Texto apresentado

Doc. N° 2297
Prof. Dr. A. A. Bispo, Dr. H. Hülskath (editores) e curadoria científica © 1989 by ISMPS e.V. © Internet-edição 1999 by ISMPS e.V. © 2006 nova série by ISMPS e.V. Todos os direitos reservados - ISSN 1866-203X - urn:nbn:de:0161-2008020501
111 - 2008/1
Arquitetura e mística do Sufismo Leituras do monumento mundial da saudade e do amor eterno
Taj Mahal. Trabalhos da A.B.E. 2007
A.A.Bispo
Agra. Taj Mahal. Trabalhos da A.B.E. 2007. Fotos A.A.Bispo A consideração de edificações com referências estilísticas à arquitetura muçulmana no Brasil deu-se até hoje sobretudo no contexto de obras do ecleticismo historicista e orientalista de fins do século XIX e início do séculoXX, em particular sob a perspectiva unilateral e pouco diferenciada do assim-chamado estilo mourisco.

Listagem fornecida
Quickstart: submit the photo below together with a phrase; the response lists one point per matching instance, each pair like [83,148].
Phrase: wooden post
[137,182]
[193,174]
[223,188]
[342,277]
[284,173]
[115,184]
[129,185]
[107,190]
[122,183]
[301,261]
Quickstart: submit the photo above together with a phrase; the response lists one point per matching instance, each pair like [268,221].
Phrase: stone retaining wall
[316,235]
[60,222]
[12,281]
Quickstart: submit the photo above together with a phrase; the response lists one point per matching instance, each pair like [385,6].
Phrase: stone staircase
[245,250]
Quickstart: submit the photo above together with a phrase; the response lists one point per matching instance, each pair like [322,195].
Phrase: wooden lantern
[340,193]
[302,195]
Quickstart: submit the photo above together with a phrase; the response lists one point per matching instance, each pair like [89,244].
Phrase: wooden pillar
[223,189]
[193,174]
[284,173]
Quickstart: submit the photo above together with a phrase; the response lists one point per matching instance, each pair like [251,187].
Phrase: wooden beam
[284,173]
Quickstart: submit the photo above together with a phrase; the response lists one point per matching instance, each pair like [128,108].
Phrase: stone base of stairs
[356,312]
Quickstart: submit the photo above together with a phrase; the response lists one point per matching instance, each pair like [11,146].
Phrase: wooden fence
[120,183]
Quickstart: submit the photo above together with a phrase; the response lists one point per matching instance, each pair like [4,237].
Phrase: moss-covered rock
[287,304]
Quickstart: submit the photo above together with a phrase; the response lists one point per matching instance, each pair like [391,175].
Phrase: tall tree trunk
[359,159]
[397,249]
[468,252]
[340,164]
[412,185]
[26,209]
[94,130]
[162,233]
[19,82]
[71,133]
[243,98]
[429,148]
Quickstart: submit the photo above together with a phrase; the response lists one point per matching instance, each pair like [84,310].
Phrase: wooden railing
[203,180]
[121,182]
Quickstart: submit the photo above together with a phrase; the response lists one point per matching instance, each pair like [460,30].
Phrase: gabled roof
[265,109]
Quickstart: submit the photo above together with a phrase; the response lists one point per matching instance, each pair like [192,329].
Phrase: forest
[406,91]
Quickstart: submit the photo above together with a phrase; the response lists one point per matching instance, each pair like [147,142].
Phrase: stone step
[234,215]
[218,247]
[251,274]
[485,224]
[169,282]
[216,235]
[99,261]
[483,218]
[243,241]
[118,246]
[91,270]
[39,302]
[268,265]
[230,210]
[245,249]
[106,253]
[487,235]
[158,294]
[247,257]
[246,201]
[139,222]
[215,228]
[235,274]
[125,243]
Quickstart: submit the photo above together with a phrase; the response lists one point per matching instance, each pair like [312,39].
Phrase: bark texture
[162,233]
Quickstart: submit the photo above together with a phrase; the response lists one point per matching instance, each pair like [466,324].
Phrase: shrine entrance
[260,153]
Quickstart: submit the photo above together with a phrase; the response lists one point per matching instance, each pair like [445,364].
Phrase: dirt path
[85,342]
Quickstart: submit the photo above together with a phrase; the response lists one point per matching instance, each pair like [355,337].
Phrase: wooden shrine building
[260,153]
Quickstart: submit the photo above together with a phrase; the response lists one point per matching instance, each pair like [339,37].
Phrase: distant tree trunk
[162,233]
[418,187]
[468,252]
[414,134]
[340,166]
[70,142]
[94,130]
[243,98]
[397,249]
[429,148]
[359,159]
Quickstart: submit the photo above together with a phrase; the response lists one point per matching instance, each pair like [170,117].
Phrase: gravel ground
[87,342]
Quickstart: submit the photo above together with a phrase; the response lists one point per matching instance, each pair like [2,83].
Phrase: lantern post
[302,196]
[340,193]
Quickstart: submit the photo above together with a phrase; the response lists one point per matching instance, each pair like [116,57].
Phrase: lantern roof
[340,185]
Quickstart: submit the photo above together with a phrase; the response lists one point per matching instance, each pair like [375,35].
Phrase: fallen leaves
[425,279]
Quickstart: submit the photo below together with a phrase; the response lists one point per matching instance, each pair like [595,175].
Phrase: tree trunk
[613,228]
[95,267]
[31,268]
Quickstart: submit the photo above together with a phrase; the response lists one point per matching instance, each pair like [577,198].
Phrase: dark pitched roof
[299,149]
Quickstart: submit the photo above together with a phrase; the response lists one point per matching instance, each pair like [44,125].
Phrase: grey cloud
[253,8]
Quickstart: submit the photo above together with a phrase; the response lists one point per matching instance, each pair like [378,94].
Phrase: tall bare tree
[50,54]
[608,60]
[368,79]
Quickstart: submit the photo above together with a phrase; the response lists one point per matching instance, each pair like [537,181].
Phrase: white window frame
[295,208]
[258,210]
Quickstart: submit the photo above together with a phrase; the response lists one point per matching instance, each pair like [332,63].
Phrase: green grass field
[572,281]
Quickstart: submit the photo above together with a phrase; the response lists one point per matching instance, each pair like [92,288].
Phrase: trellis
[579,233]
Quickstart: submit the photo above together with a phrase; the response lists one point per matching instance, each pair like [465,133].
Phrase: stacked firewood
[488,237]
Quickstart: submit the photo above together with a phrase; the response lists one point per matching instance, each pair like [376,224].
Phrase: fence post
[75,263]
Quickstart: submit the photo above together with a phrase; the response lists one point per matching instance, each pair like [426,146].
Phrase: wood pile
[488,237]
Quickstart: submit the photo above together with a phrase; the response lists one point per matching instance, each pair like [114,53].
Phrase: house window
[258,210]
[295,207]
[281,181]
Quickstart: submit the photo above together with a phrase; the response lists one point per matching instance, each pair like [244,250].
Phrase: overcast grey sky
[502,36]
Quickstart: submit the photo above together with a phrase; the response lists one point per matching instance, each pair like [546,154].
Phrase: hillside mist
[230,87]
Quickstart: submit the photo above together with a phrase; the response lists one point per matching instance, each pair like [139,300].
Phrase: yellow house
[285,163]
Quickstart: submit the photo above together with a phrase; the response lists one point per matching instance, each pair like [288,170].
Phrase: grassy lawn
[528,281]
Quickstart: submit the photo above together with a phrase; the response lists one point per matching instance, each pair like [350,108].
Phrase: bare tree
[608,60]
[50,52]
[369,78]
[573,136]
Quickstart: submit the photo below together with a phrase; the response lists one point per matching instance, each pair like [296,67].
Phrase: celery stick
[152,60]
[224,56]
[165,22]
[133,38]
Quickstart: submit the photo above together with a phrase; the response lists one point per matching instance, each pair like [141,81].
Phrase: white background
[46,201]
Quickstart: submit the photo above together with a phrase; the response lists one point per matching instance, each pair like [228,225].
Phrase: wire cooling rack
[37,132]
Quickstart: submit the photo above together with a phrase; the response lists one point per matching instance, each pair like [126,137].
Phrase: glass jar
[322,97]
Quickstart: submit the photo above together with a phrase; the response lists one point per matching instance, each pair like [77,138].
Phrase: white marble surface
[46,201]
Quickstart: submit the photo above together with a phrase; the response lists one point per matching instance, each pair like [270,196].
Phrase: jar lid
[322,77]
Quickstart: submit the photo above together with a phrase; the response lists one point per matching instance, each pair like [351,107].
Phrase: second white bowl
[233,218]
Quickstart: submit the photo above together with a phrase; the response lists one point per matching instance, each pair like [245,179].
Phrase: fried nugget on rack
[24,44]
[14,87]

* * *

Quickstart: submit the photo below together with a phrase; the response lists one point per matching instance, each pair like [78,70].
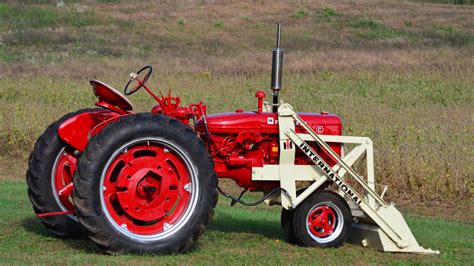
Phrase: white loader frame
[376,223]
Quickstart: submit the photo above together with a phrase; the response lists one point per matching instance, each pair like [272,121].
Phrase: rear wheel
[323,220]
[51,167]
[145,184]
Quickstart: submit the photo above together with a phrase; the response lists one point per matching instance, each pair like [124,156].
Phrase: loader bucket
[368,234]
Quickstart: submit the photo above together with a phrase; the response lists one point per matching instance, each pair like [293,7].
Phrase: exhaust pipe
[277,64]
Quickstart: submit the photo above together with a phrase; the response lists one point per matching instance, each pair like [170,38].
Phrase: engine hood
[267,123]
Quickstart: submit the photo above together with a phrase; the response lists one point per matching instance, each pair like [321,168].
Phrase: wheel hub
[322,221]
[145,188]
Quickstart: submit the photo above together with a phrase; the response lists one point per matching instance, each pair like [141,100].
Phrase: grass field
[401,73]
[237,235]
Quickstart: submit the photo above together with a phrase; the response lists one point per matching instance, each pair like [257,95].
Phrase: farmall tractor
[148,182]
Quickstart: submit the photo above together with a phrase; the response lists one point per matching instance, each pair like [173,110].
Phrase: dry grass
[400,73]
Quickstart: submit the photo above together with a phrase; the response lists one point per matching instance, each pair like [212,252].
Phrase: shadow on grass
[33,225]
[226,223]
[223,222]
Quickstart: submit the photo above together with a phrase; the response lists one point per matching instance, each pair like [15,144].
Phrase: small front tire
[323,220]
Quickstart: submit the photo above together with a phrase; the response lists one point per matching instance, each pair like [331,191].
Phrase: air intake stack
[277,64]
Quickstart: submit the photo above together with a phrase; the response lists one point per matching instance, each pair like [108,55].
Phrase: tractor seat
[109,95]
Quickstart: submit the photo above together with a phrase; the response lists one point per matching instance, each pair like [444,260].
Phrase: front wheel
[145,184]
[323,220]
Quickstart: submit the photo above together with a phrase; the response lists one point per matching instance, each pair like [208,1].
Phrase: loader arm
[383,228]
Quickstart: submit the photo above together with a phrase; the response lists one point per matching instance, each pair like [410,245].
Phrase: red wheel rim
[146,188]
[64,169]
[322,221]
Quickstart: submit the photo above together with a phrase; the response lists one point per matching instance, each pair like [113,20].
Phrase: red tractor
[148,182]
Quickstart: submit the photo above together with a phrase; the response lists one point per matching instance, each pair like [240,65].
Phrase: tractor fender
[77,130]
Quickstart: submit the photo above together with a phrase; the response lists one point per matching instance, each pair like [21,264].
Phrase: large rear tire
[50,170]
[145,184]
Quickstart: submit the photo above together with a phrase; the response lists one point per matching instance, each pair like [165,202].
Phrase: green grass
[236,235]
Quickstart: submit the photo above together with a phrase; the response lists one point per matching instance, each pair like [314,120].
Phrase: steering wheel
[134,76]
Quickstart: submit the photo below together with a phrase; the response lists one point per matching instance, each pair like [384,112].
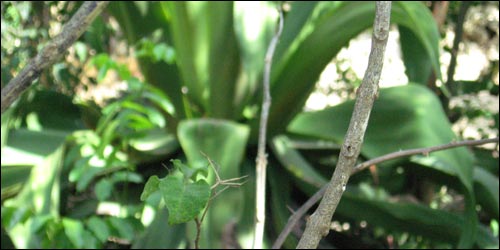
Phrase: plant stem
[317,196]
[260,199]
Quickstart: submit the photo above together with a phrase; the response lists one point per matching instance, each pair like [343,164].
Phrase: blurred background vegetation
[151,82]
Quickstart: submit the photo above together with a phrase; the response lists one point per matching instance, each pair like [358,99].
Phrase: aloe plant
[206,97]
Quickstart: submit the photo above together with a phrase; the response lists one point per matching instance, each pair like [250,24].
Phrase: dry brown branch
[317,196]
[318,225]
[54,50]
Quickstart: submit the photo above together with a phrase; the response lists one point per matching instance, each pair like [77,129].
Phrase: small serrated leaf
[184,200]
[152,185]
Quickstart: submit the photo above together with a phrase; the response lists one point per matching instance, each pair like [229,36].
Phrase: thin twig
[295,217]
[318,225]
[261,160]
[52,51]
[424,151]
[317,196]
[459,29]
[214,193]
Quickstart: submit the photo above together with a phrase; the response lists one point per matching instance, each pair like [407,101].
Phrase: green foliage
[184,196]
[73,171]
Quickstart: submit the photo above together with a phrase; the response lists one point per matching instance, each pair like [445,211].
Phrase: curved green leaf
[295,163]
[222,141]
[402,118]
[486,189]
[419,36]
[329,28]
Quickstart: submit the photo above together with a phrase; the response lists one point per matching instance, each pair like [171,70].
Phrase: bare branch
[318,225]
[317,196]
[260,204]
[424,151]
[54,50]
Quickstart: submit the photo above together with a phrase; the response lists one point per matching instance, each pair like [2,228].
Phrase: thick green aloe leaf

Tarefa escrita
Transcreva sem alterações, do texto sobre o Taj Mahal, o trecho que começa com as palavras "Doc. N° 2297" e termina com "assim-chamado estilo mourisco.".

Solução
Doc. N° 2297
Prof. Dr. A. A. Bispo, Dr. H. Hülskath (editores) e curadoria científica © 1989 by ISMPS e.V. © Internet-edição 1999 by ISMPS e.V. © 2006 nova série by ISMPS e.V. Todos os direitos reservados - ISSN 1866-203X - urn:nbn:de:0161-2008020501
111 - 2008/1
Arquitetura e mística do Sufismo Leituras do monumento mundial da saudade e do amor eterno
Taj Mahal. Trabalhos da A.B.E. 2007
A.A.Bispo
Agra. Taj Mahal. Trabalhos da A.B.E. 2007. Fotos A.A.Bispo A consideração de edificações com referências estilísticas à arquitetura muçulmana no Brasil deu-se até hoje sobretudo no contexto de obras do ecleticismo historicista e orientalista de fins do século XIX e início do séculoXX, em particular sob a perspectiva unilateral e pouco diferenciada do assim-chamado estilo mourisco.